Output the span of lines from the one that contains "--target gecko's tail" through the end of the records, inclusive, exactly as written and free of pictures.
==== MATERIAL FOR THIS TASK
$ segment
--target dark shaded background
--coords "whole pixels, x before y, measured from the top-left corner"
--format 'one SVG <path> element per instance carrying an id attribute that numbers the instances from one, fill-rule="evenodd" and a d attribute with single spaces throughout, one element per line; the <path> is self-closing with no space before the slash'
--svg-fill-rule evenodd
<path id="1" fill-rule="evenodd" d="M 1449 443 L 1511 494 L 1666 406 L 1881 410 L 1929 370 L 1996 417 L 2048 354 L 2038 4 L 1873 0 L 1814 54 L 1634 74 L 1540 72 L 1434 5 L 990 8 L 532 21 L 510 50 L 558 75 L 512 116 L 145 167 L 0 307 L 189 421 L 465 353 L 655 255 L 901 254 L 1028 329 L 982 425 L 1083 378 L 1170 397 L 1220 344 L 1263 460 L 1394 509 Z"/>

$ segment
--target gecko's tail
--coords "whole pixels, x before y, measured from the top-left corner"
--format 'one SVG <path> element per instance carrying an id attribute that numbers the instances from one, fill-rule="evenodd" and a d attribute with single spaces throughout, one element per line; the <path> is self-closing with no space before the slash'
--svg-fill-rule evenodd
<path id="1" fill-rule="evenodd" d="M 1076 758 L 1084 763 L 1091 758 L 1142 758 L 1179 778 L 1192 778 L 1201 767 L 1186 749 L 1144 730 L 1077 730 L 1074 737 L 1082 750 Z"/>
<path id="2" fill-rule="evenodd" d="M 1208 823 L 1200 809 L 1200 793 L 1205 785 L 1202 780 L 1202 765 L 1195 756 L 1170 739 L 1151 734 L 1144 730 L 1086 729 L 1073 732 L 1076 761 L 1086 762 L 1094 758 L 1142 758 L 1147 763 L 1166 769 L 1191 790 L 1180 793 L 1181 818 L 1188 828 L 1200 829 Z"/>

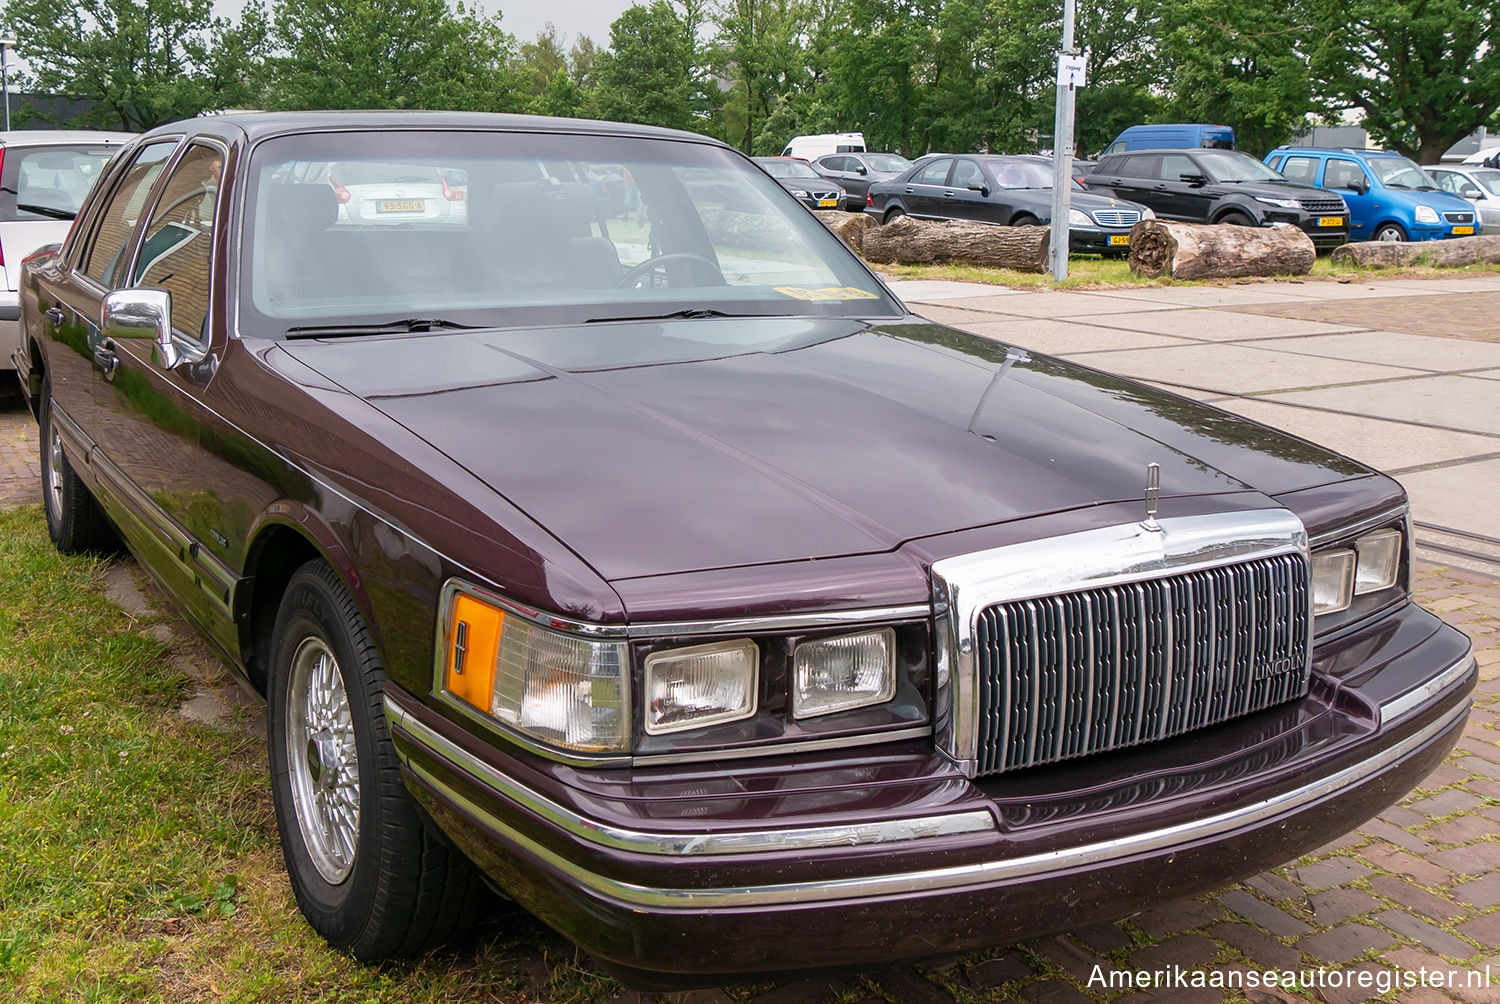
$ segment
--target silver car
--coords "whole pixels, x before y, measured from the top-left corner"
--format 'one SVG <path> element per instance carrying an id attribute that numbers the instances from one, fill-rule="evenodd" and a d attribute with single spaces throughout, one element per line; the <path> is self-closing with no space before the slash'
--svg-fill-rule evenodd
<path id="1" fill-rule="evenodd" d="M 68 235 L 104 165 L 134 137 L 83 129 L 0 132 L 0 370 L 16 368 L 21 259 Z"/>
<path id="2" fill-rule="evenodd" d="M 1429 167 L 1427 173 L 1443 191 L 1474 203 L 1478 233 L 1500 234 L 1500 168 L 1443 166 Z"/>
========
▸ **YOUR RESPONSE**:
--target gecko's tail
--coords "whole pixels, x before y, measured from the top-left corner"
--format 'one SVG <path> element per instance carrying an id attribute that numbers the instances from one, fill-rule="evenodd" and a d attribute with single spaces throughout, one element per line; the <path> is self-closing with no space before the slash'
--svg-fill-rule evenodd
<path id="1" fill-rule="evenodd" d="M 1076 758 L 1084 763 L 1091 758 L 1142 758 L 1179 778 L 1192 778 L 1201 767 L 1186 749 L 1144 730 L 1077 730 L 1074 737 L 1082 750 Z"/>
<path id="2" fill-rule="evenodd" d="M 1208 823 L 1200 809 L 1200 793 L 1205 785 L 1202 780 L 1202 765 L 1195 756 L 1170 739 L 1151 734 L 1144 730 L 1086 729 L 1073 732 L 1076 761 L 1086 762 L 1094 758 L 1142 758 L 1147 763 L 1166 769 L 1191 790 L 1180 793 L 1181 818 L 1188 828 L 1200 829 Z"/>

$ segment
--target silver car
--coords "whole pixels, x before y, measured from the top-left corner"
--format 'one SVG <path> element per instance carrying an id attribute that numbers the instances from one, fill-rule="evenodd" and a d attribute with single spaces throughout, one element per line; the <path> is self-closing with no space before the slash'
--svg-fill-rule evenodd
<path id="1" fill-rule="evenodd" d="M 68 235 L 104 165 L 134 137 L 83 129 L 0 132 L 0 370 L 16 368 L 21 259 Z"/>
<path id="2" fill-rule="evenodd" d="M 1429 167 L 1427 173 L 1443 191 L 1474 203 L 1478 233 L 1500 234 L 1500 168 L 1443 166 Z"/>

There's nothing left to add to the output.